---- Material for this exercise

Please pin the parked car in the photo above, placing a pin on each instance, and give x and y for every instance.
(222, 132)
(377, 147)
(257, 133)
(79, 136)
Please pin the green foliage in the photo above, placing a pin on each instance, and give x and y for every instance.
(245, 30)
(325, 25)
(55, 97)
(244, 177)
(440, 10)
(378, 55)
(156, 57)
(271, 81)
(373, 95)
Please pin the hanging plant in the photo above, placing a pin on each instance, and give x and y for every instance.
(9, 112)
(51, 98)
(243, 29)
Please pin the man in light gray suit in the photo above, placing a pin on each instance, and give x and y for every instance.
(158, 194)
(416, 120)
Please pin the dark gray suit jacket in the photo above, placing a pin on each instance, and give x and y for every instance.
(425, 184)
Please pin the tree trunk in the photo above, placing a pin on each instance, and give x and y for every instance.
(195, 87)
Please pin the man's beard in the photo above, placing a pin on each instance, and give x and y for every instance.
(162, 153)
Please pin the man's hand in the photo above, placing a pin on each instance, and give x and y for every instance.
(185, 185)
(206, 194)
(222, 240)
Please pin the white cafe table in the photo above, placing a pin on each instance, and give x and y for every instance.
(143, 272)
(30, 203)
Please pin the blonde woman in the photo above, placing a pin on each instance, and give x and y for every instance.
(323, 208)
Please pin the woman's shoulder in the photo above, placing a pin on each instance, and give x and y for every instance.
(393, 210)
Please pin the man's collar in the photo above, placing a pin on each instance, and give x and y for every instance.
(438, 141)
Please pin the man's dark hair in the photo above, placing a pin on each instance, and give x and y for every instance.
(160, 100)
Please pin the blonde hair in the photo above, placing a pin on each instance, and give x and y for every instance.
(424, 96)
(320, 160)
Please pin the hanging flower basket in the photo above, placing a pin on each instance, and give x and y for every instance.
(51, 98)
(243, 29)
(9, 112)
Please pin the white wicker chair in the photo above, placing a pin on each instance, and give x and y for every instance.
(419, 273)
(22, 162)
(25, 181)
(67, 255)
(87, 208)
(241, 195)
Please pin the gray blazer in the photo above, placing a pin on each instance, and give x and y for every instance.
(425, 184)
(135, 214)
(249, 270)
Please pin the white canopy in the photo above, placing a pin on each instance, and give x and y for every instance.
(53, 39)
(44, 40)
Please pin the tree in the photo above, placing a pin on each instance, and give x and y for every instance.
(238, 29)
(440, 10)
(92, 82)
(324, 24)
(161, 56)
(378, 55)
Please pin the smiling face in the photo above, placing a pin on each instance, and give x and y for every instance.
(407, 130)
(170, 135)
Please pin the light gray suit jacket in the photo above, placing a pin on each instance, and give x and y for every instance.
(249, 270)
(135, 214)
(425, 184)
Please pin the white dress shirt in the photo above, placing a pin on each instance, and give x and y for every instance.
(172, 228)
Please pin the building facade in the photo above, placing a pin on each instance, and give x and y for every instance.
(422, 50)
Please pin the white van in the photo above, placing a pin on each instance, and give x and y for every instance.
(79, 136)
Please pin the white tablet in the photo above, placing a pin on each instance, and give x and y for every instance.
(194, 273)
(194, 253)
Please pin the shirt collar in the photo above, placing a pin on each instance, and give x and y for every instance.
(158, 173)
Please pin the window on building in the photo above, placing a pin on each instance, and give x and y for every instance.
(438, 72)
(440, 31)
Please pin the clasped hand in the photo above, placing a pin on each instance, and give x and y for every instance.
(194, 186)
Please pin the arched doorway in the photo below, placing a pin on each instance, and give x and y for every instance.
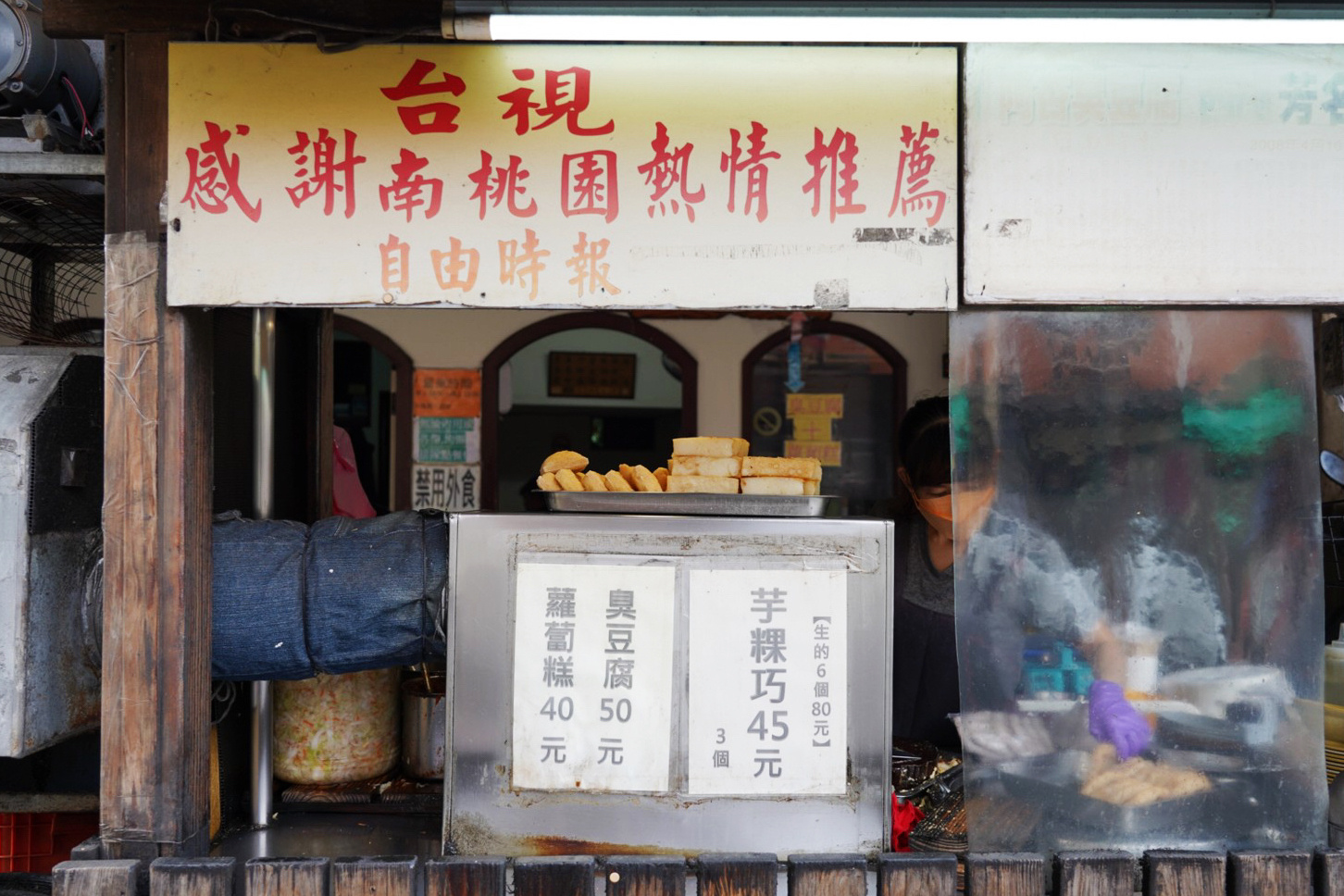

--------

Task requirements: Show every line of the items that contains the word "collar".

Full response:
Please pin the man's collar in the photo above, placing a pin on each instance, and give x and y for every instance.
Please pin the shirt collar in the photo above, placing a pin on each instance, and give x and y for every instance.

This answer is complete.